╭─ RECORDS SUPPLIED

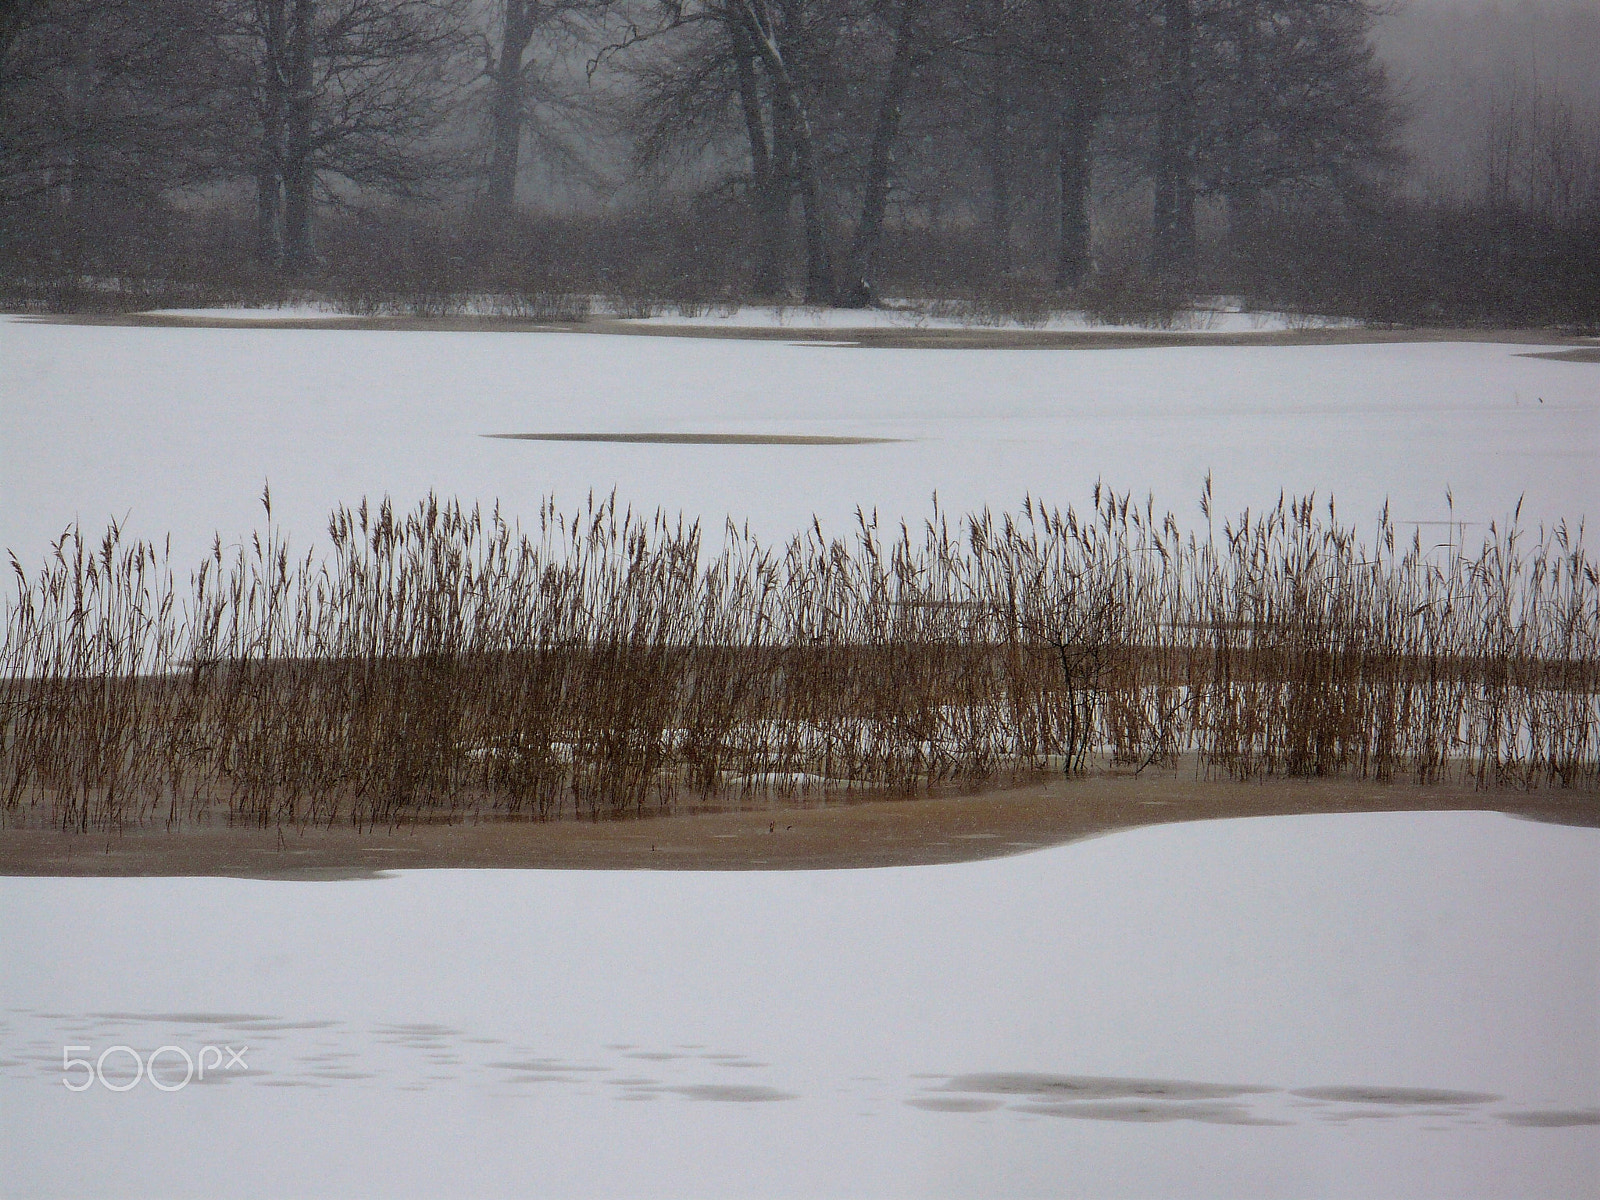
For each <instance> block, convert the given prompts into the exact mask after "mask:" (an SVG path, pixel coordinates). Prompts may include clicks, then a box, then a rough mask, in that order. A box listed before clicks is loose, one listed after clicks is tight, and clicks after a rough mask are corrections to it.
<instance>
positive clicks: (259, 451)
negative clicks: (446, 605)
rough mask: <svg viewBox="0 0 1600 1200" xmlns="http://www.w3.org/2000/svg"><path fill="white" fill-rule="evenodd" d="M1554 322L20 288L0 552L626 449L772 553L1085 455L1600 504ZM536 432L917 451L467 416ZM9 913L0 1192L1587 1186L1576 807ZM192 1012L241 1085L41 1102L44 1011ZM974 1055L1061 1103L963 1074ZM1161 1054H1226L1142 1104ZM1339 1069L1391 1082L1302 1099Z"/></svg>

╰─
╭─ RECORDS SUPPLIED

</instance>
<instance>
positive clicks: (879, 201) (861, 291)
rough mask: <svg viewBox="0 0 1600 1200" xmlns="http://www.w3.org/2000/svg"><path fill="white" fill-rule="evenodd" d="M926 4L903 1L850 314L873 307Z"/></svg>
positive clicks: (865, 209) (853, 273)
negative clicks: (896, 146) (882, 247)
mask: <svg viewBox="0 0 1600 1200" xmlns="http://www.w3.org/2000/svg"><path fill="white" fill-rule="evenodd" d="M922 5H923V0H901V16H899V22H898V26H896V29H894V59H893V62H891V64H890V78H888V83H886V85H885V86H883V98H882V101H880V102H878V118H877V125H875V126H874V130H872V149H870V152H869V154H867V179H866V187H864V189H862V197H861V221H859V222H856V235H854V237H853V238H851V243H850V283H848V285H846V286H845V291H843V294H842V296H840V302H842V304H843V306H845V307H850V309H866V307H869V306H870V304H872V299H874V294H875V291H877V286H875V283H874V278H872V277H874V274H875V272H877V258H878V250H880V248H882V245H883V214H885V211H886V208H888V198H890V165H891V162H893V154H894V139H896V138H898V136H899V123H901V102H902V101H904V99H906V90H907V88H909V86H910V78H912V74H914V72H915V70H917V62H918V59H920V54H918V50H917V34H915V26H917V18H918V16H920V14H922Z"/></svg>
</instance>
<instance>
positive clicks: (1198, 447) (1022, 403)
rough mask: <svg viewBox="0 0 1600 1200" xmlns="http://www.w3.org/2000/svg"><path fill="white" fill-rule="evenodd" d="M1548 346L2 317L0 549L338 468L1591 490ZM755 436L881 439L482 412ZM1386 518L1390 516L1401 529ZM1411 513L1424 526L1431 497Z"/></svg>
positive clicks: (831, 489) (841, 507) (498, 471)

╰─

### YOUR INSTRUCTIONS:
Only one stretch of the records above is wanted: the lines between the one holding "positive clicks: (879, 201) (861, 291)" and the one holding "positive clicks: (865, 209) (853, 273)", inclusive, reproduced exactly.

### TASK RESPONSE:
positive clicks: (879, 201) (861, 291)
rough mask: <svg viewBox="0 0 1600 1200" xmlns="http://www.w3.org/2000/svg"><path fill="white" fill-rule="evenodd" d="M926 4L903 1L850 314L873 307Z"/></svg>
positive clicks: (865, 209) (853, 273)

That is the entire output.